• Exercise details:
Repeat the items from the line containing "I would be grateful if you could spot the gravel" through the end, swapping "branch" for "bough" and leaving everything else unchanged.

• Supplied material:
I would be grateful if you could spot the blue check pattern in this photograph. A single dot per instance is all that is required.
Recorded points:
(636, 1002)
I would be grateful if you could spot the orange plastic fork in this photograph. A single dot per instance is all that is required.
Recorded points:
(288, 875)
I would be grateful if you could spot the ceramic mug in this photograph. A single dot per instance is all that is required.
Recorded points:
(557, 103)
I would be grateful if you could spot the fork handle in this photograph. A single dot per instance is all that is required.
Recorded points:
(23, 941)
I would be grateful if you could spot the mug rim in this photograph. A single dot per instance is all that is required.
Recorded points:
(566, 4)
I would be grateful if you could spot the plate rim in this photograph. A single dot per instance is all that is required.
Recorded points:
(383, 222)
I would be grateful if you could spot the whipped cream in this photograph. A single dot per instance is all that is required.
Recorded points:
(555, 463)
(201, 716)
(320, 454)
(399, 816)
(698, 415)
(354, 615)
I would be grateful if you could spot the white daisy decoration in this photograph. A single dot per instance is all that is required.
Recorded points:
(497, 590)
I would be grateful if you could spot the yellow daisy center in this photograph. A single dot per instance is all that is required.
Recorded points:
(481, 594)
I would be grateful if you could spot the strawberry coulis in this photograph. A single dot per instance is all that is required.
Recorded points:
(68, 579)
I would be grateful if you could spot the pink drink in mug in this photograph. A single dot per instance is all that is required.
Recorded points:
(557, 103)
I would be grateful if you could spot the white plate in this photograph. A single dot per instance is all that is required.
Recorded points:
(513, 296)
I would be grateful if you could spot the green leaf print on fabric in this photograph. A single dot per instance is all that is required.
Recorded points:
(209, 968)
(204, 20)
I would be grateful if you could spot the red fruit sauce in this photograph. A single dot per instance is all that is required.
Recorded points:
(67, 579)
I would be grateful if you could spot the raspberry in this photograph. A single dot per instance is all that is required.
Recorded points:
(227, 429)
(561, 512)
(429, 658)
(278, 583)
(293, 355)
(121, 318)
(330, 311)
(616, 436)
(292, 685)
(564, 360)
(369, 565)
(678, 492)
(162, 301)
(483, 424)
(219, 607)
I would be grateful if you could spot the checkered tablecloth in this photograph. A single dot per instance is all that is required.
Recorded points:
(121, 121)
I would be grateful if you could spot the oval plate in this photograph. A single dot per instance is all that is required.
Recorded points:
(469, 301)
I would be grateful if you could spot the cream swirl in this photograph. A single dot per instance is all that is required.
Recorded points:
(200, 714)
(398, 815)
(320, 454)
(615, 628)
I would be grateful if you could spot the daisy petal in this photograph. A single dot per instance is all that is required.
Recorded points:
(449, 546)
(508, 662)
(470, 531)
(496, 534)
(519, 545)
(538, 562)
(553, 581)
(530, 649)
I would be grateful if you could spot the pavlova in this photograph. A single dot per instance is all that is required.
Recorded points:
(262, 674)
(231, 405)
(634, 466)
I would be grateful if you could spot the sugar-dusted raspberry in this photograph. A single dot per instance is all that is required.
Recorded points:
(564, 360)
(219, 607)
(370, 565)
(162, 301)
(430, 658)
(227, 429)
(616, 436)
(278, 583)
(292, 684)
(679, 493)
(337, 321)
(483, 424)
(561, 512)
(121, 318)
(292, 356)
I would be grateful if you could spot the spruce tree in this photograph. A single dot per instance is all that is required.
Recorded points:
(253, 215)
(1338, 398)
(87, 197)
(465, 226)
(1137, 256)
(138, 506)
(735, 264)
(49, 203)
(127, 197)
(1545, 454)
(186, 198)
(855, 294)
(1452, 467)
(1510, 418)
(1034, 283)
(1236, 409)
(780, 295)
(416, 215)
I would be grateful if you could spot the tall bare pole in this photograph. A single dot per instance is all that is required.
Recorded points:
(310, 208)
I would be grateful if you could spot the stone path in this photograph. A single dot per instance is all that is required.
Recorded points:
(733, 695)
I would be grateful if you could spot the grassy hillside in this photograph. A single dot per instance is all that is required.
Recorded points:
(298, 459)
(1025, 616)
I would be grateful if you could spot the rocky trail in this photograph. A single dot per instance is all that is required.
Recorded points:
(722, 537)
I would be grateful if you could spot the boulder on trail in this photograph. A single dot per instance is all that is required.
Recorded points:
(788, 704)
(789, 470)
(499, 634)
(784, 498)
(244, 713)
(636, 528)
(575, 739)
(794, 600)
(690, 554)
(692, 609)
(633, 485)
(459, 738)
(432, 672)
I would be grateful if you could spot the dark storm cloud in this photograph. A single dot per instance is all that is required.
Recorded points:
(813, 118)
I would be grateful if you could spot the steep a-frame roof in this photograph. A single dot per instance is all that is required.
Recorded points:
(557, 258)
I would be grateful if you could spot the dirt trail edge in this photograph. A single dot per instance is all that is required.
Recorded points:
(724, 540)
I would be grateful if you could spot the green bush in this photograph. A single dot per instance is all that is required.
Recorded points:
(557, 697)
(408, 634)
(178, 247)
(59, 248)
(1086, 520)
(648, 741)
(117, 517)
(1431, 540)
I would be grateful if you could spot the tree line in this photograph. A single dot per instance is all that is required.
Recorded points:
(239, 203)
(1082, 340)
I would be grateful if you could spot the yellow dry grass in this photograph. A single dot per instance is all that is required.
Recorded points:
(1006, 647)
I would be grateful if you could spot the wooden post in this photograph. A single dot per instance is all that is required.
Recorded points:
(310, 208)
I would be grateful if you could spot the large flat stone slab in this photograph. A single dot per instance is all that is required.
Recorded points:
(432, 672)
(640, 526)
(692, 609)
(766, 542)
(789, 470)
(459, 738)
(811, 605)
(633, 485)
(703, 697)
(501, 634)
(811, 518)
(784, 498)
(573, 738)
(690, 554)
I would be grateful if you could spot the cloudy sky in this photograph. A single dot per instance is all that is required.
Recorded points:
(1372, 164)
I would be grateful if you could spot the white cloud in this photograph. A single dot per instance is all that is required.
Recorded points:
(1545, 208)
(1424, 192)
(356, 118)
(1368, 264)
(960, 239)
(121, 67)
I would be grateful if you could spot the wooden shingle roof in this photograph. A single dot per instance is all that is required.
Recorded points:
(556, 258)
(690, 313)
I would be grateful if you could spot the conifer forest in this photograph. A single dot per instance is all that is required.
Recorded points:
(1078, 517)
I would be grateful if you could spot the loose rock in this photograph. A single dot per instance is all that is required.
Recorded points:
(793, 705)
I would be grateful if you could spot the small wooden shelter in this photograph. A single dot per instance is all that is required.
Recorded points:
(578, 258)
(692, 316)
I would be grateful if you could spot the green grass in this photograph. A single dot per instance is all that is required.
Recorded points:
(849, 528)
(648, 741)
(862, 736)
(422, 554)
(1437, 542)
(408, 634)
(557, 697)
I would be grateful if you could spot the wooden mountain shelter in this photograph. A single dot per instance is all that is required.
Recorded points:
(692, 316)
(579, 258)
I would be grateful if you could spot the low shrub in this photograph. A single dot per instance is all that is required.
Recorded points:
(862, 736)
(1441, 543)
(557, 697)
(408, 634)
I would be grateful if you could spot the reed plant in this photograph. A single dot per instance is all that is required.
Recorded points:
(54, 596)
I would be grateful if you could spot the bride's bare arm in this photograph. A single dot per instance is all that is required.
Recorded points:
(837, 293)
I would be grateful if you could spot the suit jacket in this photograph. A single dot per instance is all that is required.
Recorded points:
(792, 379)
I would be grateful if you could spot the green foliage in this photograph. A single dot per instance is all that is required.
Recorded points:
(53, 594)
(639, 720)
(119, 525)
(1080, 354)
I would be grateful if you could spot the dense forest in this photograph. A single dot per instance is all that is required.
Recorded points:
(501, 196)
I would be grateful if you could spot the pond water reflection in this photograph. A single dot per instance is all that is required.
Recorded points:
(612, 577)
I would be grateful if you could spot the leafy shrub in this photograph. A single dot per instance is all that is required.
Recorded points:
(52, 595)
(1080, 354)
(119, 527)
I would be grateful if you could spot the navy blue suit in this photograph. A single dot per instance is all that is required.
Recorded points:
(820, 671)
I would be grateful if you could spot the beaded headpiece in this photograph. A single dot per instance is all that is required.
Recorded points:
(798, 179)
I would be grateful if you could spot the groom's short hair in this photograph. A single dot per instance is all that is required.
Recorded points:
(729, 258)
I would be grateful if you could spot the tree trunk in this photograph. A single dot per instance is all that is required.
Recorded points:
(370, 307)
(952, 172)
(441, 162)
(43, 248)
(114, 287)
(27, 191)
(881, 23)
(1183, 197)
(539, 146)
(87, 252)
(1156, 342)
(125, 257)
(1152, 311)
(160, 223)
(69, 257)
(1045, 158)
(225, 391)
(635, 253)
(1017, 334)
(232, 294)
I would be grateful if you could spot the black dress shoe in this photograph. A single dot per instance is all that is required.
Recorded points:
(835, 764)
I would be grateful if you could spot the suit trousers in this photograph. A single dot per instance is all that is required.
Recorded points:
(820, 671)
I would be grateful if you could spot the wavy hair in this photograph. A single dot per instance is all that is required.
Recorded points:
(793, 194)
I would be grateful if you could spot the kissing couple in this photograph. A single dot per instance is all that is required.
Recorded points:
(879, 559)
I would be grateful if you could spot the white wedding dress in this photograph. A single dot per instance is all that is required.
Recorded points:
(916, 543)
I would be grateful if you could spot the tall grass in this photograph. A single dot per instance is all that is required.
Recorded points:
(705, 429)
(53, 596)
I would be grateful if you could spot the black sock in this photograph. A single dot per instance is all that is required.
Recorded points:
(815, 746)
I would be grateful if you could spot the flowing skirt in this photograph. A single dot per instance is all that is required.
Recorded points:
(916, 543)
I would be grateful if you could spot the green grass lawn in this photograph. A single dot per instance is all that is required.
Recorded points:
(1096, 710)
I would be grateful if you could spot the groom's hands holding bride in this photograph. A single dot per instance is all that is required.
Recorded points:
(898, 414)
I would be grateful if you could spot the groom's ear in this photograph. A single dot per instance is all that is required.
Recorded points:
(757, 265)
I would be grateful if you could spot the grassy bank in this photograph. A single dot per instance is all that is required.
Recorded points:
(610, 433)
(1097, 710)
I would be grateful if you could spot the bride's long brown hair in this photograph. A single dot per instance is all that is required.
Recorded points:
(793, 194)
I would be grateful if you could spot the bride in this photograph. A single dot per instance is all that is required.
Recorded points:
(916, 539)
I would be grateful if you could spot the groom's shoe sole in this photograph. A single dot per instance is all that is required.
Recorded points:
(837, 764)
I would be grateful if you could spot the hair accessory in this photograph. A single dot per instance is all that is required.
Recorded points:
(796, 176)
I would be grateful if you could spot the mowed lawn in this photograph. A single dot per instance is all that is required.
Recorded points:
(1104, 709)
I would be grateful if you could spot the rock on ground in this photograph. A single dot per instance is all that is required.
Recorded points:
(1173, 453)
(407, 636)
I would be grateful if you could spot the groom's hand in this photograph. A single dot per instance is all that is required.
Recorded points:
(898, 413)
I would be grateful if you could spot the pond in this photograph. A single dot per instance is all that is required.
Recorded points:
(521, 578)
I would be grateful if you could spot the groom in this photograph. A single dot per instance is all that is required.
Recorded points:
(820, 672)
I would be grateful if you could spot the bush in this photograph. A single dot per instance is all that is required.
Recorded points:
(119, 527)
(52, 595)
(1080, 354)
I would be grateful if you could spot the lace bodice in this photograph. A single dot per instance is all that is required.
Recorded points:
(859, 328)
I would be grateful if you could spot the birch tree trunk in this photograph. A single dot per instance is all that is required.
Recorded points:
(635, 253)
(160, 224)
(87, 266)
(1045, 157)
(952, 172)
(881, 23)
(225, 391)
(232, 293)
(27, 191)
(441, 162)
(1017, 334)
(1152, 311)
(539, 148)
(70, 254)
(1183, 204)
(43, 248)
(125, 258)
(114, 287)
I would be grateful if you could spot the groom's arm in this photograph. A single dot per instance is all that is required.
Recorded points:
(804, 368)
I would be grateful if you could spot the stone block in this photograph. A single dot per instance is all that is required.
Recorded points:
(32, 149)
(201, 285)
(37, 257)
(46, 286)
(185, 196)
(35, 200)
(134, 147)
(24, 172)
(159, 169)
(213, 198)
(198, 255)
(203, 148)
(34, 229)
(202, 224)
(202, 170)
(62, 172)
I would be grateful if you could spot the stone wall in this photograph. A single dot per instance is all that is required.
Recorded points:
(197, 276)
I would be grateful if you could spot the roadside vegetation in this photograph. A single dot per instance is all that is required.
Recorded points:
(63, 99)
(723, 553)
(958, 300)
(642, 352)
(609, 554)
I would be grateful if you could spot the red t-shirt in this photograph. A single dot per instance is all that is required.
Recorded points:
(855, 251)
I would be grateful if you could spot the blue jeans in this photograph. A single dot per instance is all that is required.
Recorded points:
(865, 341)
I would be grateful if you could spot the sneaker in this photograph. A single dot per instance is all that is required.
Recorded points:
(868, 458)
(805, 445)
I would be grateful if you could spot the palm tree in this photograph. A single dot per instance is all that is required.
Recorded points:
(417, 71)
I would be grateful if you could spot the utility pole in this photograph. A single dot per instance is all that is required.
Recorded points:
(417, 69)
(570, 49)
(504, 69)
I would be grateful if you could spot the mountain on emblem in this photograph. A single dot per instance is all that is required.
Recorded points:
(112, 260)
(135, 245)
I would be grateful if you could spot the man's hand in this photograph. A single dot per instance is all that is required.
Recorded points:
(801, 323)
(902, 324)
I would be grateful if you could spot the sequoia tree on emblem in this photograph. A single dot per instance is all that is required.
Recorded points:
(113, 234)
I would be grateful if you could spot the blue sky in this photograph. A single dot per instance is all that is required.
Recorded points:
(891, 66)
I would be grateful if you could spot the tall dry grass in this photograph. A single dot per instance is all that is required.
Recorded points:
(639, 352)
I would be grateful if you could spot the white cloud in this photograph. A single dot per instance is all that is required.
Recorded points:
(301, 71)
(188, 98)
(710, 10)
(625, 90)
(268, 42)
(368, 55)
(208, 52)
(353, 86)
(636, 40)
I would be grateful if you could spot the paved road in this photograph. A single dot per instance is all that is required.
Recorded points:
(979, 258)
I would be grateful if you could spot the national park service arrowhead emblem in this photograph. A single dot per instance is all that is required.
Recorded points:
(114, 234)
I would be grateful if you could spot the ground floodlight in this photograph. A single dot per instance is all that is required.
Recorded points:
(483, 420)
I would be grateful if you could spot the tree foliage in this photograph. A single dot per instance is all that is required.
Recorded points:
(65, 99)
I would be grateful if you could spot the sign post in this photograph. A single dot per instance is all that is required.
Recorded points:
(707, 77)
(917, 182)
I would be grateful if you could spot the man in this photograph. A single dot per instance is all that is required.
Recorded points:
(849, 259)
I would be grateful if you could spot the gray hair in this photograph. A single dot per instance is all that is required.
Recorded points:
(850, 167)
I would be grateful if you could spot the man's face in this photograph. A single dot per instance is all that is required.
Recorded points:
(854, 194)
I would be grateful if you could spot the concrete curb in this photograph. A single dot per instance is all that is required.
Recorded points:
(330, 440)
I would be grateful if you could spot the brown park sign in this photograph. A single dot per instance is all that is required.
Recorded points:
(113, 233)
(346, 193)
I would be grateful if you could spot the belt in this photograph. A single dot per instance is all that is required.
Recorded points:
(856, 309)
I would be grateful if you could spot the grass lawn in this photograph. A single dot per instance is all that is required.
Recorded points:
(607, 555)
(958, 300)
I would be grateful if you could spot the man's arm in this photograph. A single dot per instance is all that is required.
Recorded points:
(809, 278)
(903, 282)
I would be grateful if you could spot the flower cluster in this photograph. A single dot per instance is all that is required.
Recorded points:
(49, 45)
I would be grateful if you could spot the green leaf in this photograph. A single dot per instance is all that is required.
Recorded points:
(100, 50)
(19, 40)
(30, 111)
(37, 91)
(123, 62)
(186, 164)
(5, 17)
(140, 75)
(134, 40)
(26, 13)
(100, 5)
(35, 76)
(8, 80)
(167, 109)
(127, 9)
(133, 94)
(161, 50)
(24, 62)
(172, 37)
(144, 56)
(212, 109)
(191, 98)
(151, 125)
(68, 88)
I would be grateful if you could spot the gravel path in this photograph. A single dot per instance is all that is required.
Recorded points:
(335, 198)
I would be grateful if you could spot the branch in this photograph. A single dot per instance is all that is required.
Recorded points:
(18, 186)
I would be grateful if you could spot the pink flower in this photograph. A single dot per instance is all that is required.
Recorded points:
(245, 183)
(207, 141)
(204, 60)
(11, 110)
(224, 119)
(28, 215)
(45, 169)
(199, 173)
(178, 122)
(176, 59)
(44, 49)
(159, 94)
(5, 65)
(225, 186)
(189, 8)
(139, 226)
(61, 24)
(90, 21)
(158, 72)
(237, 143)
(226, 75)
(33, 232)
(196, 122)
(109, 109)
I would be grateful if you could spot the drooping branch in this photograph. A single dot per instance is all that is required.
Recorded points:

• Answer to the problem:
I would be grateful if you could spot the gravel path in this photograph. A single dot per instance is all that is required.
Recorded points:
(335, 198)
I would be grateful if you could spot the bough in this photograph. A single dot per instance is all that is required.
Recorded points:
(18, 186)
I would be grateful if you could spot the pink flower in this photograph. A single dot per instance is all that is required.
Recorded points:
(245, 183)
(207, 141)
(204, 60)
(11, 110)
(224, 119)
(28, 215)
(45, 169)
(199, 173)
(178, 122)
(176, 59)
(44, 49)
(159, 94)
(5, 65)
(225, 186)
(189, 8)
(139, 226)
(61, 24)
(90, 21)
(158, 72)
(237, 143)
(226, 75)
(33, 232)
(196, 122)
(109, 109)
I would be grateful if you could spot the drooping bough in this photograph. A single dot per instance is all that is required.
Recorded points:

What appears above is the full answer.